▶ _Brief_
Output the lines of the data below, from the line containing "of the jacket" through the line containing "[(419, 227)]", inclusive, as a Markdown table with the columns Row and Line. Leave out any blank lines and number the rows in order.

Stored data:

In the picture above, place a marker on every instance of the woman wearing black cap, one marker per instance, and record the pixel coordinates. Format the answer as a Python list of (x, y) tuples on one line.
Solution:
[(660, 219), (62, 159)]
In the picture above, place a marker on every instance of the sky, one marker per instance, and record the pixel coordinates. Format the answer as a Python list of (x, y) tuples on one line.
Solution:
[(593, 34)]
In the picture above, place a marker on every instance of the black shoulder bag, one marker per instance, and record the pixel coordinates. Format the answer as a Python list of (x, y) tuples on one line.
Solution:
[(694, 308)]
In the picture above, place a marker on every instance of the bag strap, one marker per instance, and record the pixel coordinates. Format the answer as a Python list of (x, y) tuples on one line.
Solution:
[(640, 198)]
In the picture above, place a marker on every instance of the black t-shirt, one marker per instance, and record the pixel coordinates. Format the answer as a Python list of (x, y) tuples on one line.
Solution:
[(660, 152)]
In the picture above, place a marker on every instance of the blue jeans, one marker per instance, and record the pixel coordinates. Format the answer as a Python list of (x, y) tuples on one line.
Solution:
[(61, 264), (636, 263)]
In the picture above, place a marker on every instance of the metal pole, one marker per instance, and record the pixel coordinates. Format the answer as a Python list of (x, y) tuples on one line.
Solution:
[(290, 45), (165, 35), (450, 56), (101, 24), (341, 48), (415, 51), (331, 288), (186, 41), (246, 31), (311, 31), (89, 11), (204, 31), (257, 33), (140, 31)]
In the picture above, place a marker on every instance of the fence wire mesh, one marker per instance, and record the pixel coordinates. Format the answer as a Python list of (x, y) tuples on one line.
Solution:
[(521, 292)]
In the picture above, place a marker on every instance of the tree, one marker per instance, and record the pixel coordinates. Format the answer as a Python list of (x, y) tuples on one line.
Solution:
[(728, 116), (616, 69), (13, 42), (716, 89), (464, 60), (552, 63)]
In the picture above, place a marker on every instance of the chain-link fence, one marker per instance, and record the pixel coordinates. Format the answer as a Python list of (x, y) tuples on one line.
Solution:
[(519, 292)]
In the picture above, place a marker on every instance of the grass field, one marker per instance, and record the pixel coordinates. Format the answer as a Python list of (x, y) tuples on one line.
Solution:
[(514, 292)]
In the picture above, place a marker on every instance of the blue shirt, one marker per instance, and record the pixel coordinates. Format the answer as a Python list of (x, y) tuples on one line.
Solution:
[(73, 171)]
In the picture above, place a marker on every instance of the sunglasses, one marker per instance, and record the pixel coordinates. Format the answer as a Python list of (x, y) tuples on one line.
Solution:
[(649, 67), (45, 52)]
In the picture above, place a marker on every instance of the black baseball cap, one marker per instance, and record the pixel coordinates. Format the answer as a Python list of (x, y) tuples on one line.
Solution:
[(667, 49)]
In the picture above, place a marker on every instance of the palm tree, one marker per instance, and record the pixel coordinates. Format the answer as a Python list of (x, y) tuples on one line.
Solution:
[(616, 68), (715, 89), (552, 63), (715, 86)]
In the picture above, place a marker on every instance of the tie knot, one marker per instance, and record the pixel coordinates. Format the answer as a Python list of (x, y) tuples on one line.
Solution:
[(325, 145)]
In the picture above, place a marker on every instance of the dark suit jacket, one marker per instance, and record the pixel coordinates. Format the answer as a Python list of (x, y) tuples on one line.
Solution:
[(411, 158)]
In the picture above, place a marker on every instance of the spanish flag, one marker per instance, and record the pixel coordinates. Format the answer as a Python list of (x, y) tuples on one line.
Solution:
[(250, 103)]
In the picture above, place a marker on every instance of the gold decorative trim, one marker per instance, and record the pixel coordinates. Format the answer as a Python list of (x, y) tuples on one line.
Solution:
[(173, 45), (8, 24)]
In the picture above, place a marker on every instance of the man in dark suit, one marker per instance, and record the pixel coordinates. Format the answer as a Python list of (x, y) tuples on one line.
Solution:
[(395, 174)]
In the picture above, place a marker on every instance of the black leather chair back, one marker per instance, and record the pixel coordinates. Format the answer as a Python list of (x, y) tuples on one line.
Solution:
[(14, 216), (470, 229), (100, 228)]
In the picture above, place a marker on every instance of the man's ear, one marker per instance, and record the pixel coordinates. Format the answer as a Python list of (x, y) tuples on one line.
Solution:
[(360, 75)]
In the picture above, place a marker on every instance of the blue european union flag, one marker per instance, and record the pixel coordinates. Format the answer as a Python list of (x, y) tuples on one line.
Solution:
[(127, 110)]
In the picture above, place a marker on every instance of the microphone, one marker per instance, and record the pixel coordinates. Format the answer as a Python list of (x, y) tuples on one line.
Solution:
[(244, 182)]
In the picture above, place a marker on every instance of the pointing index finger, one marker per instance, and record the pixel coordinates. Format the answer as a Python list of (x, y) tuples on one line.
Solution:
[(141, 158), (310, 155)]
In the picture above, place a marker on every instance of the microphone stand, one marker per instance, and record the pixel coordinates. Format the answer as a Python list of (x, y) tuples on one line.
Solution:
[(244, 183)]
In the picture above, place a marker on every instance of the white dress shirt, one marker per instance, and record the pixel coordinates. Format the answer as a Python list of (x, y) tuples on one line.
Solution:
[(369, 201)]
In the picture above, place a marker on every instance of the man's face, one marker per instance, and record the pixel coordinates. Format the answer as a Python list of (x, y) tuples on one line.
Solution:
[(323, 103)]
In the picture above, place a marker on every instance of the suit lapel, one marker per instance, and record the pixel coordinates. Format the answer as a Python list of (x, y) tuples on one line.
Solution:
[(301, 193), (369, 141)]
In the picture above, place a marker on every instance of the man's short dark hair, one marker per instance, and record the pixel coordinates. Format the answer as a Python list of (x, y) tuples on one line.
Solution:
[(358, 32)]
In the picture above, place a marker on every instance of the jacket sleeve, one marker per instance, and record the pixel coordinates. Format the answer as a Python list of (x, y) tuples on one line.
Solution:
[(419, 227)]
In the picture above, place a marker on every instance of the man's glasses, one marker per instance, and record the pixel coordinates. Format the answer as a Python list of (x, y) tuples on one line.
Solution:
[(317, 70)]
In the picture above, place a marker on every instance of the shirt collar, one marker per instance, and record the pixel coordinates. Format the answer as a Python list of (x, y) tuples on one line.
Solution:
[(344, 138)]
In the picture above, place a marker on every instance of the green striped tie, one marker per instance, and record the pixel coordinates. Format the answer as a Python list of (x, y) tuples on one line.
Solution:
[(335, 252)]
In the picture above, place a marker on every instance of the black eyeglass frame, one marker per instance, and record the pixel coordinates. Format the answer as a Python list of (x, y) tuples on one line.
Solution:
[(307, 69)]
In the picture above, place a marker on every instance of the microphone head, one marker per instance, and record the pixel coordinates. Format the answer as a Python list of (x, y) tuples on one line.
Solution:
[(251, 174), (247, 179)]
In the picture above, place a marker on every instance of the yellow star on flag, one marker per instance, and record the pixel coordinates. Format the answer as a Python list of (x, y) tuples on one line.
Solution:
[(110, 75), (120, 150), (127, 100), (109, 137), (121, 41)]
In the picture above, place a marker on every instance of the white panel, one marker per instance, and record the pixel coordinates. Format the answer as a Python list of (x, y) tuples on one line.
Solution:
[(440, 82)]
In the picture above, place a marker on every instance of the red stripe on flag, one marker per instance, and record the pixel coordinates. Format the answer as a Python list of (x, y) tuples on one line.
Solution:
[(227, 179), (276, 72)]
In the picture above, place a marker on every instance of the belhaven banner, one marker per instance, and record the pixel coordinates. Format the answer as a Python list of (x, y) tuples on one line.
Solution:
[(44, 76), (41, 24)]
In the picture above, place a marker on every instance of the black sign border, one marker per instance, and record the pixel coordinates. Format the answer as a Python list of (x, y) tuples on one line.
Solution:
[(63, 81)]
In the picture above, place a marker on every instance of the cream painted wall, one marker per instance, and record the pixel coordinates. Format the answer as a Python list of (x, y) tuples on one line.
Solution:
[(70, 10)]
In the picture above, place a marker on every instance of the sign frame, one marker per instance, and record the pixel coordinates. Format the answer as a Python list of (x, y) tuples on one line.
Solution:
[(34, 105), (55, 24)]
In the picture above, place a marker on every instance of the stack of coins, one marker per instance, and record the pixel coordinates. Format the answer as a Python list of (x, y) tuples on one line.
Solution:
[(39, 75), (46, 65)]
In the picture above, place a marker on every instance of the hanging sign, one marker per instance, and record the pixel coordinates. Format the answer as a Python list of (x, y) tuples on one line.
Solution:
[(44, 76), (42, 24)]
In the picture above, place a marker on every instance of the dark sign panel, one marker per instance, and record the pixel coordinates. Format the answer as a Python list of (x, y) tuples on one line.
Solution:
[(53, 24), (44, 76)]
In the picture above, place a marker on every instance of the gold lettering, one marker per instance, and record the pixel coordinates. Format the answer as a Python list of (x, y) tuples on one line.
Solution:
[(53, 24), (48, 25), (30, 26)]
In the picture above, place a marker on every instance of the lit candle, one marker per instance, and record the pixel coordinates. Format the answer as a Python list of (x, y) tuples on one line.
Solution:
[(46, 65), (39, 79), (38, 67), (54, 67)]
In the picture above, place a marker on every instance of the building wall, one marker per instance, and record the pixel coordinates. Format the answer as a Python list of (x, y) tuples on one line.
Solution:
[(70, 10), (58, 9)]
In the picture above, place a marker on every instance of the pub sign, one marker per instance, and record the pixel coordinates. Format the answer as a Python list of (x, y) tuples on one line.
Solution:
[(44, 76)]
---
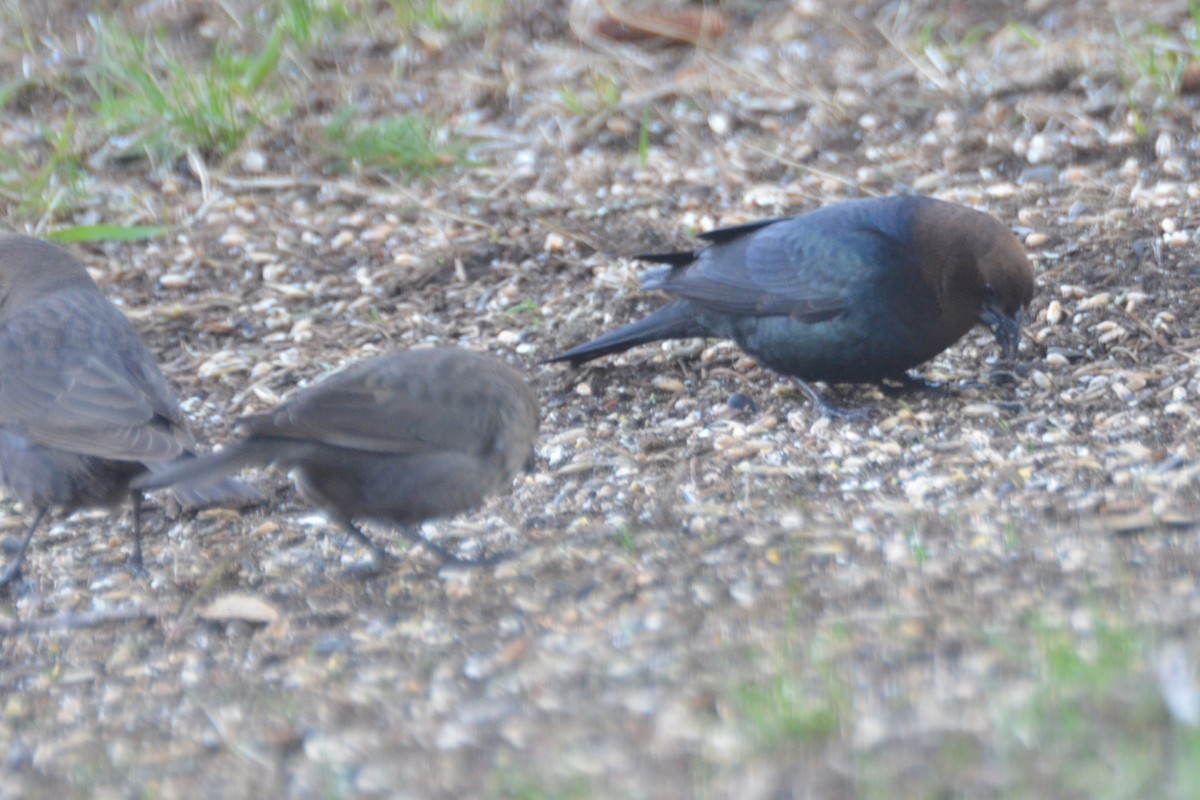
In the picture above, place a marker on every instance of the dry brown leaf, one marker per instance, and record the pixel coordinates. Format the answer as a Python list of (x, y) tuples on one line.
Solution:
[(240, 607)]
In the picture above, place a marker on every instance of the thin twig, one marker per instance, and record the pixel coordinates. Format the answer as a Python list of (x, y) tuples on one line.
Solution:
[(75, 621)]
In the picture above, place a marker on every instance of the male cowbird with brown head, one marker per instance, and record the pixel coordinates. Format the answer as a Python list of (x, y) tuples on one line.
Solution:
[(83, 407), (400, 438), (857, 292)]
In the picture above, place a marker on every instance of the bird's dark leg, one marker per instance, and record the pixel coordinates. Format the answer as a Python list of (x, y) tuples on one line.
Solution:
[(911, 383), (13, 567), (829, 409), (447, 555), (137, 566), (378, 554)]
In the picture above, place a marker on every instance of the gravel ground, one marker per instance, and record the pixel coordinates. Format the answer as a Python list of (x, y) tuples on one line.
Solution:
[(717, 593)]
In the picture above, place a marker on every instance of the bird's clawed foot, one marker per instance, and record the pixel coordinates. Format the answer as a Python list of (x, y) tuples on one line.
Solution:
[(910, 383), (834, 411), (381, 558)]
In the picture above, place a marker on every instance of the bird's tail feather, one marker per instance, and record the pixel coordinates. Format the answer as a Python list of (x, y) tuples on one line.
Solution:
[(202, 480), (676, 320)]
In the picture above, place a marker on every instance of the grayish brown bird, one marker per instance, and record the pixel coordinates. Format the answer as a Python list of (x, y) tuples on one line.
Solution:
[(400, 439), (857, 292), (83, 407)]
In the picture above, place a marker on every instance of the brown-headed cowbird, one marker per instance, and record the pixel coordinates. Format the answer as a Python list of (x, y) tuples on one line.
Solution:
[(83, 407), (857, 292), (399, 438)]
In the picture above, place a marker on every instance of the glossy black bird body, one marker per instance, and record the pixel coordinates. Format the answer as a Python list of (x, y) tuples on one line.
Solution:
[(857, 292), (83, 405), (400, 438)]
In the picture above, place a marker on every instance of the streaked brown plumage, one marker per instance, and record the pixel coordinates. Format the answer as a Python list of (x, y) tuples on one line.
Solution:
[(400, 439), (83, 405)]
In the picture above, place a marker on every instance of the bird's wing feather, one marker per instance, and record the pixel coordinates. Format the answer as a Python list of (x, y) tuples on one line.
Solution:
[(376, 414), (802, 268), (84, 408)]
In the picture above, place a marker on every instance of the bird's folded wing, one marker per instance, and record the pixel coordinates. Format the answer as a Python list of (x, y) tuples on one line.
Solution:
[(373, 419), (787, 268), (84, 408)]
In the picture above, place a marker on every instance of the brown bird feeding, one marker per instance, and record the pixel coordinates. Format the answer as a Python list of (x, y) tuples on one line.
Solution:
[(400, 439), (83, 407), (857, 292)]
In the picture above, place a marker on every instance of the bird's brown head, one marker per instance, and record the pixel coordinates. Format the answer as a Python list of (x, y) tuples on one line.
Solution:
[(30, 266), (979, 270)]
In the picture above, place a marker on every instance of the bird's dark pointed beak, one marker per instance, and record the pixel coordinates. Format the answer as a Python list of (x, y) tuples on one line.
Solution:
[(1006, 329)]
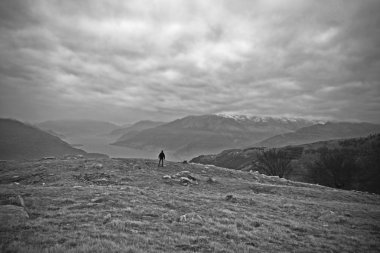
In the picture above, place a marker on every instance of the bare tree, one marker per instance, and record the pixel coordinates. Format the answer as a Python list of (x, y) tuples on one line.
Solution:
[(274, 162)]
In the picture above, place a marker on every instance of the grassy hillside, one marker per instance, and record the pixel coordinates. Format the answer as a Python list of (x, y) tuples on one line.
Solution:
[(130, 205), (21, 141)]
* * *
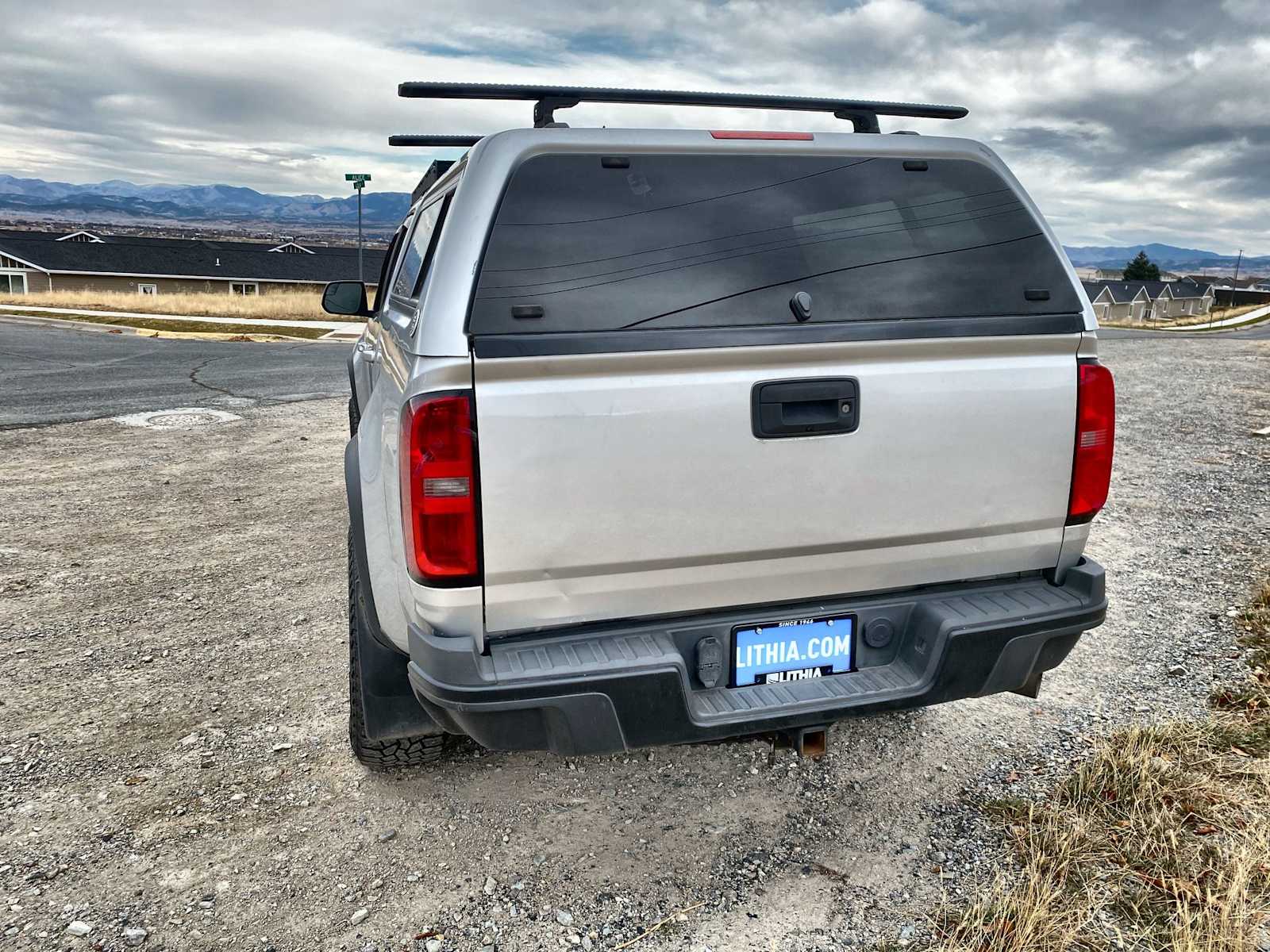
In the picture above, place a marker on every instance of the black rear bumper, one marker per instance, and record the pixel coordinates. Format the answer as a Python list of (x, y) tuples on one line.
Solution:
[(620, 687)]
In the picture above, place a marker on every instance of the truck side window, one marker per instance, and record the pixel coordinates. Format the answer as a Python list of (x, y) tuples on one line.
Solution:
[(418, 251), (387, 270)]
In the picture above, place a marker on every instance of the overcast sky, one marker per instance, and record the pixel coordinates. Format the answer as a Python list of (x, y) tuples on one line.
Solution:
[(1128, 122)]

▶ _Output_
| Row | Line |
|---|---|
| 1 | In the picture above, place a marker on every instance of the jacket sleeve, one marker per instance, and record the pixel coordinates. Format the answer as a Python list of (x, y) tuples on one line. |
| 2 | Solution: |
| 3 | [(419, 227)] |